What is required:
Could you rewrite the data between the line holding "Field inspection record: grassy" and the line holding "[[271, 299, 490, 326]]", inclusive, with "utility pole" replaced by "telephone pole" and everything else left unchanged?
[Dataset extract start]
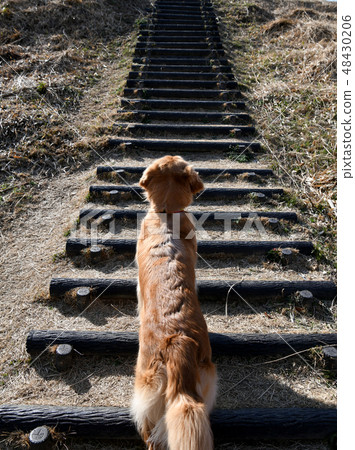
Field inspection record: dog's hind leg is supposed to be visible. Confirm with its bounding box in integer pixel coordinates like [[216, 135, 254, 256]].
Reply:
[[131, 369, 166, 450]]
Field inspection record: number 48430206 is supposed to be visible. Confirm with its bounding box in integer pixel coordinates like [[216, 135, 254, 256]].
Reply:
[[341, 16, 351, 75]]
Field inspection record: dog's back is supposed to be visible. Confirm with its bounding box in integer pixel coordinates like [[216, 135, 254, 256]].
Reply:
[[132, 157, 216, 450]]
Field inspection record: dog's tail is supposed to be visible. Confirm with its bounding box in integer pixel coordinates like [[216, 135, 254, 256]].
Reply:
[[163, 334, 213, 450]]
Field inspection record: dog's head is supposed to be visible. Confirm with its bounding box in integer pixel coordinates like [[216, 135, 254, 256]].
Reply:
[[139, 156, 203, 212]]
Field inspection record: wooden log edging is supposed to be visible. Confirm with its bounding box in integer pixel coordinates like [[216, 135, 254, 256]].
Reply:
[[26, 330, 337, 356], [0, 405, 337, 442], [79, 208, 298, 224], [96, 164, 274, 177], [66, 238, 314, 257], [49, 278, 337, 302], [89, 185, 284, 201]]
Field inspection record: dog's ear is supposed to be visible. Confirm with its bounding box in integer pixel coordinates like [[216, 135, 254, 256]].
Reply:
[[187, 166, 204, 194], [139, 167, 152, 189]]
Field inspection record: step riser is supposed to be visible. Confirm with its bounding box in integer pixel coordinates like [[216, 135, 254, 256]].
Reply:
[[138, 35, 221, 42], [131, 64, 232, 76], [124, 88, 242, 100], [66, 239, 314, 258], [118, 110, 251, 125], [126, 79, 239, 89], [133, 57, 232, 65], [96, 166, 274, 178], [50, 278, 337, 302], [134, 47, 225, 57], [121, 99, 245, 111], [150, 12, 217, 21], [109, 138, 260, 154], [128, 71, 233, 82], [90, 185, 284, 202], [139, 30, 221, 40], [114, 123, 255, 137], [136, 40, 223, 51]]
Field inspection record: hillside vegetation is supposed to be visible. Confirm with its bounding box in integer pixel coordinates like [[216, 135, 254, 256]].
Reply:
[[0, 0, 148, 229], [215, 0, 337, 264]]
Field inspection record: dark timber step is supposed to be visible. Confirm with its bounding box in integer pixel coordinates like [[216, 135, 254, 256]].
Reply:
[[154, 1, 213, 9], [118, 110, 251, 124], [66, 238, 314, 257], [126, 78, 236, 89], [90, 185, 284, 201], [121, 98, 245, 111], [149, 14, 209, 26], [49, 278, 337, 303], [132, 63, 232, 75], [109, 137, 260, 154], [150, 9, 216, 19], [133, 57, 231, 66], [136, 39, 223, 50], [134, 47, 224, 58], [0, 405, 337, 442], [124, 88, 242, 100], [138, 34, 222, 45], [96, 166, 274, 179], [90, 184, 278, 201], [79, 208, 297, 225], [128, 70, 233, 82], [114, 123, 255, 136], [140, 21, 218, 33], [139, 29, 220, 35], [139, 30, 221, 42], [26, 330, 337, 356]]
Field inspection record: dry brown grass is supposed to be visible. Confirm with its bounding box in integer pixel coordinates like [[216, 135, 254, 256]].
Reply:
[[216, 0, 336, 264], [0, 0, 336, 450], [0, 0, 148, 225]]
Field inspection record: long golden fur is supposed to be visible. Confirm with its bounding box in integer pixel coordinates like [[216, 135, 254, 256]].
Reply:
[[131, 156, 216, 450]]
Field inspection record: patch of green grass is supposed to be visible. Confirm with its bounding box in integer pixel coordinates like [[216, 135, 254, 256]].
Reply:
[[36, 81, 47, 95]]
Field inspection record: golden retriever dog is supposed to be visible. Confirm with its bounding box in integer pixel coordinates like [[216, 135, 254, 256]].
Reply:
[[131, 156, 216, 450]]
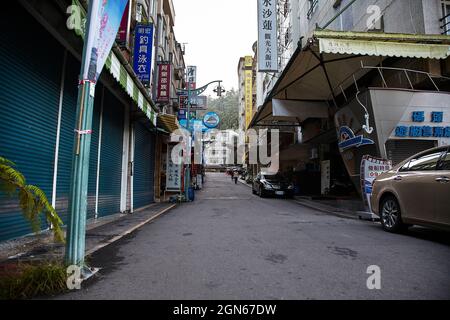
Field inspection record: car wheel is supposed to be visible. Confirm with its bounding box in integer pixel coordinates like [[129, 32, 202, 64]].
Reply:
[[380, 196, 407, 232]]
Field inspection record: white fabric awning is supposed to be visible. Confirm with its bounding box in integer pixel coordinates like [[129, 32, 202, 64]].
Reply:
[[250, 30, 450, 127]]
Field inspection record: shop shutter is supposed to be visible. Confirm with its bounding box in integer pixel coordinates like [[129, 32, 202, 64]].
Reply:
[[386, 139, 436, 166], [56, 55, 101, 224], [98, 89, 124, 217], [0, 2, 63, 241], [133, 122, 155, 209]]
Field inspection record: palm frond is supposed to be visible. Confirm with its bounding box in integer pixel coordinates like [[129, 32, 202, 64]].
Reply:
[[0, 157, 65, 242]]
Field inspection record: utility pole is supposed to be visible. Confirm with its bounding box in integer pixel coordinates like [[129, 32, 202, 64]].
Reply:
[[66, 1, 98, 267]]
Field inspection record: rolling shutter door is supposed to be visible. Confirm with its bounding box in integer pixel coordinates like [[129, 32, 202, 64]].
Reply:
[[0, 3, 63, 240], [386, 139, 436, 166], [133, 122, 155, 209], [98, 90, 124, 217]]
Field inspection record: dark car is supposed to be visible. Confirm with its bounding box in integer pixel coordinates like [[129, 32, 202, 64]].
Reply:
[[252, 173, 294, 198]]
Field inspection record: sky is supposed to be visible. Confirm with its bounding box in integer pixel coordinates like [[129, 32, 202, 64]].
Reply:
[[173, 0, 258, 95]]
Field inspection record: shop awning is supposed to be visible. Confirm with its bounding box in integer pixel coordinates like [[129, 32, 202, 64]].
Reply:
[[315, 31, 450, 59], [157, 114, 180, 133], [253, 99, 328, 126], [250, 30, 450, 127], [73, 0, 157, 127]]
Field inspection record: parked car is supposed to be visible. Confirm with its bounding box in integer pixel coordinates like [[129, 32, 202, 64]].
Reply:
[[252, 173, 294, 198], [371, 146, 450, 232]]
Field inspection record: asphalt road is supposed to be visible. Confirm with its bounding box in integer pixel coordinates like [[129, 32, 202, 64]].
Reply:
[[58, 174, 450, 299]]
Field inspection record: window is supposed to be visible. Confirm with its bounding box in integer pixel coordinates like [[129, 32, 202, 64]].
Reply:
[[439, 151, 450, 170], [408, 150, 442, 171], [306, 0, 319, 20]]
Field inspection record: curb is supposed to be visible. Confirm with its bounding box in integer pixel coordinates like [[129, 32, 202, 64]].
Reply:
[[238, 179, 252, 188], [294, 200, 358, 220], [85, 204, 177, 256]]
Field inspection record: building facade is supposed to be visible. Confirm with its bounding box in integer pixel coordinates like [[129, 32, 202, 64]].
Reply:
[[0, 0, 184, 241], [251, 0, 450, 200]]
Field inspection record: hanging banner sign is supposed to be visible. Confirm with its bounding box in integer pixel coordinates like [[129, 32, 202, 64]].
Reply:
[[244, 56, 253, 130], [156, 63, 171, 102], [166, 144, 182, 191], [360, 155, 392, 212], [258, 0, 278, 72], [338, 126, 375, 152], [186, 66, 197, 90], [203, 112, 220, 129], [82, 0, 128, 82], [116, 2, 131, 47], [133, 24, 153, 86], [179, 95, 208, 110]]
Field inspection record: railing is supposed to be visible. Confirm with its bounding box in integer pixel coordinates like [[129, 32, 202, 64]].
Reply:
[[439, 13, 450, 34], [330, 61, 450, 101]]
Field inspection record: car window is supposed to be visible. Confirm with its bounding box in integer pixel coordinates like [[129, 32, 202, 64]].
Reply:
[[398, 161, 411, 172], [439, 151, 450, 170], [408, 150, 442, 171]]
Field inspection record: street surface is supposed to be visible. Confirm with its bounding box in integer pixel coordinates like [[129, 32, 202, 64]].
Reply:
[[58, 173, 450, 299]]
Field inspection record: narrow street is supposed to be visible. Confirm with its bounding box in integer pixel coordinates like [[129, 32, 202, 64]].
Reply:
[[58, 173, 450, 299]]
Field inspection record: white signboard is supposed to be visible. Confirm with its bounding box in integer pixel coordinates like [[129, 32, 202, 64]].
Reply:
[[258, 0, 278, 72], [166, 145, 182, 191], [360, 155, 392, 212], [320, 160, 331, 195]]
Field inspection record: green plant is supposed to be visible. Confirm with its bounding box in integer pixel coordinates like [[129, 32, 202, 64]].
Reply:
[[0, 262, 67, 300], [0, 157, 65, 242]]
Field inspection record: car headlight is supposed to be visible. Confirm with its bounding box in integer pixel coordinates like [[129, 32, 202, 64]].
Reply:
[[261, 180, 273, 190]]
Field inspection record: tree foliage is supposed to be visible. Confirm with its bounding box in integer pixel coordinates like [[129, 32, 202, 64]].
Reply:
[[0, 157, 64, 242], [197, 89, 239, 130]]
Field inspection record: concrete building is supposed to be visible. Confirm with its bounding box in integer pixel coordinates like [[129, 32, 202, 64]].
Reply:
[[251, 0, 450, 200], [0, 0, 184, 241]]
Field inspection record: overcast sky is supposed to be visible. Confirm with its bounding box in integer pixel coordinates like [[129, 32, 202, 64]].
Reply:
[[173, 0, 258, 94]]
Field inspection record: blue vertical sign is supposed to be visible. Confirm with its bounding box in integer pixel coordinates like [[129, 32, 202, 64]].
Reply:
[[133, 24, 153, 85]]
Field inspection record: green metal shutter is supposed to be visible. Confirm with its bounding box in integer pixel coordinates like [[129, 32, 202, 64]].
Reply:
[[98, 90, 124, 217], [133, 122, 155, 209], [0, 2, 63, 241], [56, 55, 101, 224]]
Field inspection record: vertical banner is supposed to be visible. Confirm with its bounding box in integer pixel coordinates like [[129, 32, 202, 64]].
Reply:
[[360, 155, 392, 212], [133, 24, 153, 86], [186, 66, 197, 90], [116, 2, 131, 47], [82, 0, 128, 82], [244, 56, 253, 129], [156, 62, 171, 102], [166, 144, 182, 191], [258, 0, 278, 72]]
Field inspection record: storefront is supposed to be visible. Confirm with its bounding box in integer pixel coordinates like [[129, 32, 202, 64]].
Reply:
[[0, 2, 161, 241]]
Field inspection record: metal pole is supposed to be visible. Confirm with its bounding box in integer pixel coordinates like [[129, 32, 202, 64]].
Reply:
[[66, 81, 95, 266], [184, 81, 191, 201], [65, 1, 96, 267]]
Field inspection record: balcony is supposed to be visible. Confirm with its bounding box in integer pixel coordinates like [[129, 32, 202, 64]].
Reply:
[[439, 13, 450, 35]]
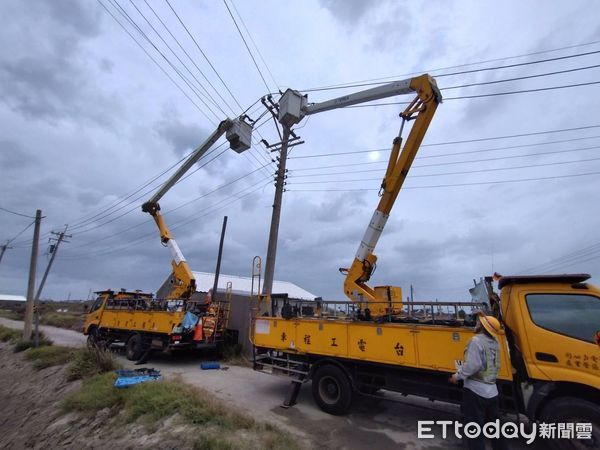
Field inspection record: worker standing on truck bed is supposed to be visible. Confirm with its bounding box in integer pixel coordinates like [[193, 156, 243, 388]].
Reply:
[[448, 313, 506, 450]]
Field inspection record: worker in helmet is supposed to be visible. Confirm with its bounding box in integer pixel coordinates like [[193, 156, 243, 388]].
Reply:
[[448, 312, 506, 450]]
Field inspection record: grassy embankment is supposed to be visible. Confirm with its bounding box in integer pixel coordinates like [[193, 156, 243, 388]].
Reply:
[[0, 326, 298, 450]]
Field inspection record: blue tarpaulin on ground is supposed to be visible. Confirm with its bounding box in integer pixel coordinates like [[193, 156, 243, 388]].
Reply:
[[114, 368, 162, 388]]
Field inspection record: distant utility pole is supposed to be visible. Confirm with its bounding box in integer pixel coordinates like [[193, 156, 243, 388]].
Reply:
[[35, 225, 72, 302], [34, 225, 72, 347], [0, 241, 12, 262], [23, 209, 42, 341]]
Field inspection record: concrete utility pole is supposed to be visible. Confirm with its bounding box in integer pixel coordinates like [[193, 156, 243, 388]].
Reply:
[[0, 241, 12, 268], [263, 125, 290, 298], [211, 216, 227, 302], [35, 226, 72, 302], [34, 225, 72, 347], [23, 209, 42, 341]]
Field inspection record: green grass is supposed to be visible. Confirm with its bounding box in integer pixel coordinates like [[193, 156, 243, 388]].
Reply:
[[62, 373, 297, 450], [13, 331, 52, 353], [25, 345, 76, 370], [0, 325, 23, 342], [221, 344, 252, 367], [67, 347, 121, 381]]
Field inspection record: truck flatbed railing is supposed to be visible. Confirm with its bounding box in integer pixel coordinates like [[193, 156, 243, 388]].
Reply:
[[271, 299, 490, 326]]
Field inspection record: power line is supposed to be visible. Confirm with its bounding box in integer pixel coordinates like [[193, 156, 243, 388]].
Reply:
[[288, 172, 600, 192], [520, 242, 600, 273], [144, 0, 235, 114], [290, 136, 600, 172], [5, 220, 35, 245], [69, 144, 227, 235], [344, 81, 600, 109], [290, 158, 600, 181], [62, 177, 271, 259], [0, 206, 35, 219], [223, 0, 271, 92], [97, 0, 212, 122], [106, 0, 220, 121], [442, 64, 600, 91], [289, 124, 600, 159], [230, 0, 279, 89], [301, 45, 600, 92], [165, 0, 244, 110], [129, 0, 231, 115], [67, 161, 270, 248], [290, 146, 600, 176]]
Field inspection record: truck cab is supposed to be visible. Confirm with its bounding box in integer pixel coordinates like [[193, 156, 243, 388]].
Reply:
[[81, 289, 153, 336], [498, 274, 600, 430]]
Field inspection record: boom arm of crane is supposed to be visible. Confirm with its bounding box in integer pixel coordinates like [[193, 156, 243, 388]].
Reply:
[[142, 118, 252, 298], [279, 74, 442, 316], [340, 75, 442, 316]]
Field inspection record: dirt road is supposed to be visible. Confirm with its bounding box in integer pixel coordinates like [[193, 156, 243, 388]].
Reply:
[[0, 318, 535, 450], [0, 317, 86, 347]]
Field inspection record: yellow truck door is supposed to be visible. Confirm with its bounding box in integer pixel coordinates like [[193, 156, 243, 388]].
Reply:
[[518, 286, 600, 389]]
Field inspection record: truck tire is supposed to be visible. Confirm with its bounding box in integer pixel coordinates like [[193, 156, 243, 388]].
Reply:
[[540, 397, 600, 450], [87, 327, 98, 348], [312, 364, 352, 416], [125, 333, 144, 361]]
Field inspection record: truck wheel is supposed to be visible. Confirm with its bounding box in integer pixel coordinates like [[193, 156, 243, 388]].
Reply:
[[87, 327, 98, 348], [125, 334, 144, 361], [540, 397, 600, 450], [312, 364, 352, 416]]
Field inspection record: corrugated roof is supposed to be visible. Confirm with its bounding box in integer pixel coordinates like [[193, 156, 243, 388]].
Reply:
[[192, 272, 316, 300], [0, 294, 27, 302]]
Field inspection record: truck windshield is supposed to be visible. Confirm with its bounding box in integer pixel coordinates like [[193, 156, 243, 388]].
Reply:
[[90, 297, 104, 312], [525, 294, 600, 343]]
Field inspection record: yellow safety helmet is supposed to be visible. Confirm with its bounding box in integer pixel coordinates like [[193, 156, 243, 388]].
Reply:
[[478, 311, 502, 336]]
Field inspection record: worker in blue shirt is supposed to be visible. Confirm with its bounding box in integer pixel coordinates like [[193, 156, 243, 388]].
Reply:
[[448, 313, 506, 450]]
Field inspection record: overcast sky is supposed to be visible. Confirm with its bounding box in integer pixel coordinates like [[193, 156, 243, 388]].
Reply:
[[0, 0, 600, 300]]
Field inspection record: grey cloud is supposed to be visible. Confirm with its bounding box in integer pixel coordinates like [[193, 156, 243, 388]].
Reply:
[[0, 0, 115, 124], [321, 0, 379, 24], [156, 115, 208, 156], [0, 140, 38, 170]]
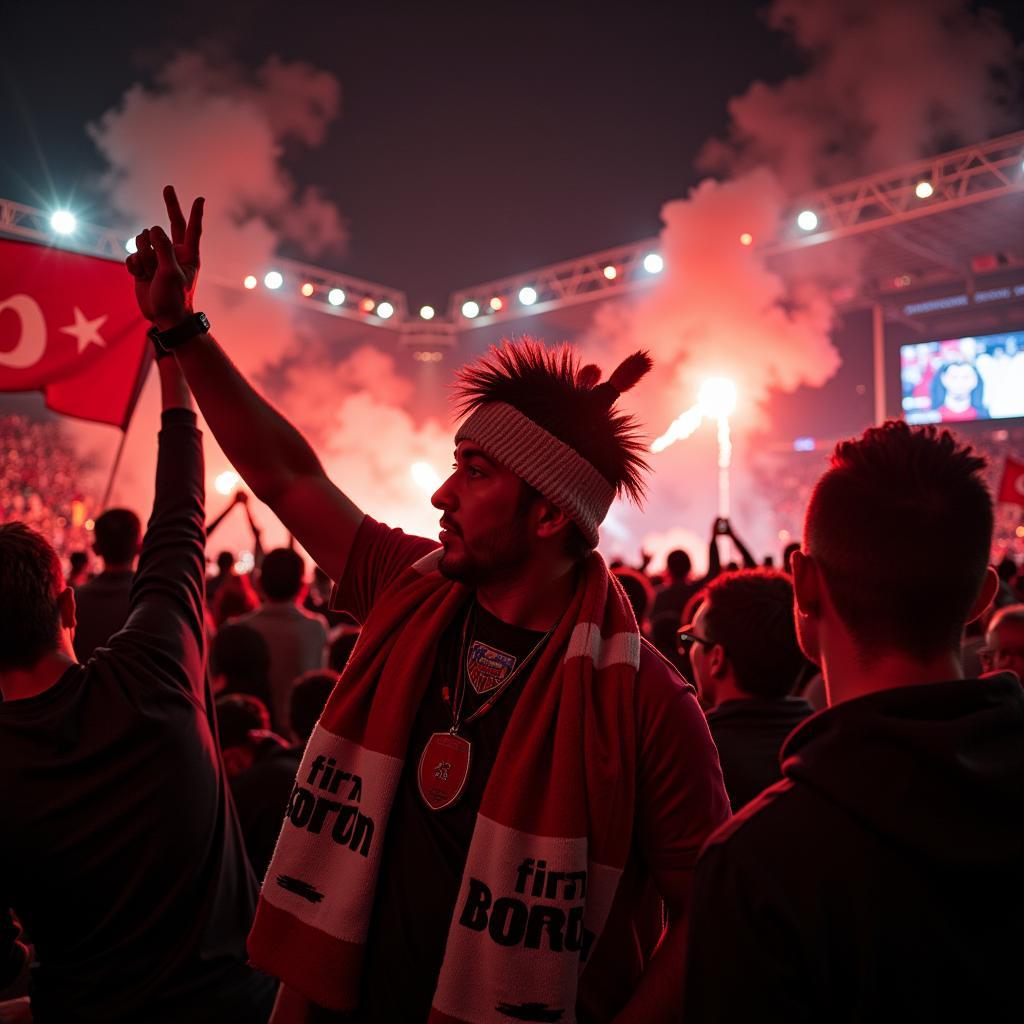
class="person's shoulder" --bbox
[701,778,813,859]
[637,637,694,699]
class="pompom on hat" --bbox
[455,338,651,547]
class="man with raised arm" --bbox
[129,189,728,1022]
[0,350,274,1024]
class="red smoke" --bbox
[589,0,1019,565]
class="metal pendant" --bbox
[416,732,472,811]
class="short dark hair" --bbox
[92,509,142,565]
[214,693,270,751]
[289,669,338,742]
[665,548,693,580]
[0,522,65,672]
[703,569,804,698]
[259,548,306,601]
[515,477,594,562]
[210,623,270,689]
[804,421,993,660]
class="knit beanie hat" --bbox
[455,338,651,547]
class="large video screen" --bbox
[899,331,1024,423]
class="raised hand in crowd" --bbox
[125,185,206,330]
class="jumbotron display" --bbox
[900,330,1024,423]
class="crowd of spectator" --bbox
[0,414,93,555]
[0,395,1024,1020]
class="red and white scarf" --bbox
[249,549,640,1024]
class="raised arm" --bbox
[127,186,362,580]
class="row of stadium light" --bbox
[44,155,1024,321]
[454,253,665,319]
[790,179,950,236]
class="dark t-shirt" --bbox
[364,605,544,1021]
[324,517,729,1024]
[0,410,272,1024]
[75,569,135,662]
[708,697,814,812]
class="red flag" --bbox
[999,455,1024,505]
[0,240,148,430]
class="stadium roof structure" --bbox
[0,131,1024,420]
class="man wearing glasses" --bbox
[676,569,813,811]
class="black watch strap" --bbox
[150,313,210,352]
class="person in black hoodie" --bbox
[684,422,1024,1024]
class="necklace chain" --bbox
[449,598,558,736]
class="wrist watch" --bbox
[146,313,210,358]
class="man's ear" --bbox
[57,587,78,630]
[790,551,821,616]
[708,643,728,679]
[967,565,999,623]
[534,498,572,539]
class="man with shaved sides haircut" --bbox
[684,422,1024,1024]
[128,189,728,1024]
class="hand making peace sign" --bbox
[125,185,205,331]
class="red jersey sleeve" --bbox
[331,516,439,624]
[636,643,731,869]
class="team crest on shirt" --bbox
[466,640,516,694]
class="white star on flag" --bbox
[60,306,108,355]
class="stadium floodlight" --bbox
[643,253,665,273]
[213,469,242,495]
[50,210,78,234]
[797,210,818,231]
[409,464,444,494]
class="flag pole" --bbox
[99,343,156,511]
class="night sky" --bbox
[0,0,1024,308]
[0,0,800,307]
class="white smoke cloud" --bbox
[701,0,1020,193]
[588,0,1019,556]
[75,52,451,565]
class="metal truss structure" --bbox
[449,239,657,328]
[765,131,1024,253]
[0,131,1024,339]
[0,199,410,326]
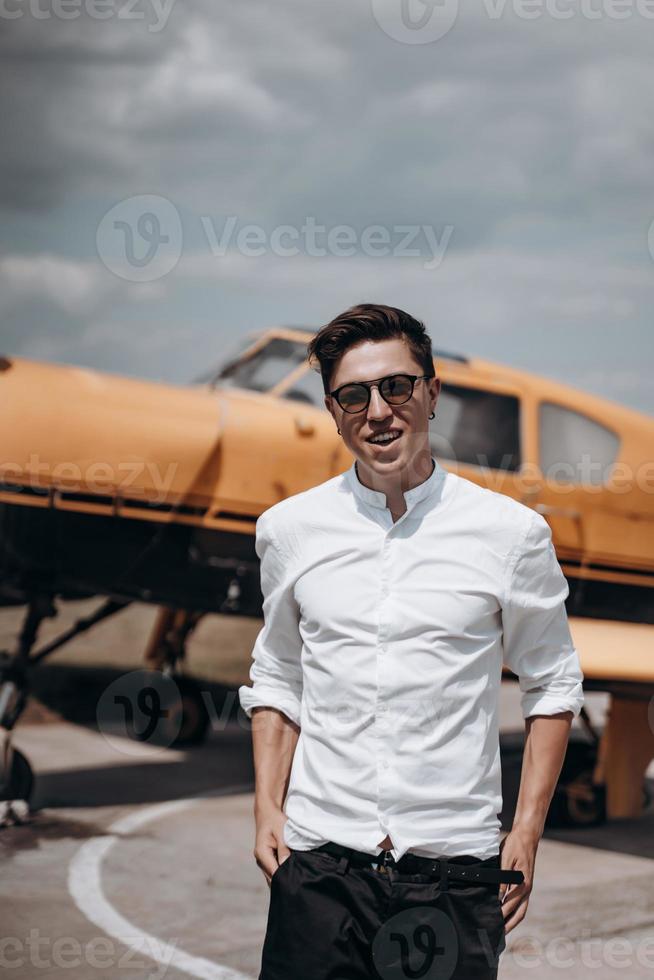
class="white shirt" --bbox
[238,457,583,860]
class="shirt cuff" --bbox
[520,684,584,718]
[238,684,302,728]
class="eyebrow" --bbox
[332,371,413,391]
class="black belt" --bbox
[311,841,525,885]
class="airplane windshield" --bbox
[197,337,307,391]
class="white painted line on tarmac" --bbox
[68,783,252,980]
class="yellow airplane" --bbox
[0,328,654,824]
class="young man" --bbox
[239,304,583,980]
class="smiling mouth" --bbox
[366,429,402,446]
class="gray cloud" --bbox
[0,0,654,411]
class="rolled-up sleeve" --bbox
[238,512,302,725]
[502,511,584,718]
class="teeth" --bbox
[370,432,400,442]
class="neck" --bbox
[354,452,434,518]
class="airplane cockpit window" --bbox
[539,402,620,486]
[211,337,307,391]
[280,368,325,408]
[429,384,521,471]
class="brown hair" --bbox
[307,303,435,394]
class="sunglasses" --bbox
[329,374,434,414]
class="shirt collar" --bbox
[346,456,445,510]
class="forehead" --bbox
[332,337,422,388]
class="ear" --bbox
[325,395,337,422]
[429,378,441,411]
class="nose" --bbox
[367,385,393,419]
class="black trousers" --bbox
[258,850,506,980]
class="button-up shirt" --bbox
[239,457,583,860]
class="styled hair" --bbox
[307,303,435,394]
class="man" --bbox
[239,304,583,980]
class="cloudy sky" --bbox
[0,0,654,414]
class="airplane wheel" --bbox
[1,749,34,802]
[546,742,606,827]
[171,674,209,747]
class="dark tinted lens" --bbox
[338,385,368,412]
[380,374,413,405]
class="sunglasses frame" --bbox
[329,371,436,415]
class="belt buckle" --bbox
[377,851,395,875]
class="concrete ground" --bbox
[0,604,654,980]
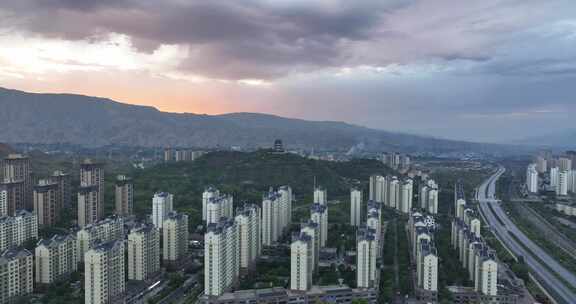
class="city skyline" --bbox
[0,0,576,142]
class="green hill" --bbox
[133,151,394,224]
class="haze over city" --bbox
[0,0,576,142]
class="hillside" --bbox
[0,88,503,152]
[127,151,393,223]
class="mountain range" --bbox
[Dataset extract end]
Full response:
Field inspection record: grassy embankment is supposed to be visible. Confirm with its bounding box in integer pixel coordinates like [[193, 156, 243, 388]].
Reply:
[[0, 326, 298, 450]]
Field inspection record: blue tarpaulin on ground is supposed to be visible. Confirm with its bounding box in integer pixel coordinates like [[193, 156, 243, 388]].
Reply:
[[114, 368, 162, 388]]
Field inspection record: distant telephone pole is supposed to be visible. Confirm with its bounding box in integer pixel coordinates like [[193, 156, 243, 388]].
Reply:
[[35, 225, 72, 302], [34, 225, 72, 347], [0, 241, 12, 262], [23, 209, 42, 341]]
Field inspection record: concrete telephone pole is supposed to be visible. Confirm with its bounding box in integer pixel coordinates like [[193, 156, 243, 388]].
Reply:
[[0, 241, 12, 268], [263, 125, 290, 298], [211, 216, 227, 302], [35, 226, 72, 302], [34, 225, 72, 347], [23, 209, 42, 341]]
Field inspection record: green grass is supposed to be visible. Confirm with its bounding box in integer pixel coordinates like [[193, 156, 243, 388]].
Reply:
[[62, 373, 297, 450], [13, 331, 52, 353], [25, 345, 76, 370], [0, 325, 23, 342], [221, 344, 252, 367], [67, 347, 121, 381]]
Field inspection record: truck flatbed railing is supposed to be visible. Confirm with its bounding box in integer pixel coordinates like [[193, 156, 243, 388]].
Reply:
[[271, 299, 490, 326]]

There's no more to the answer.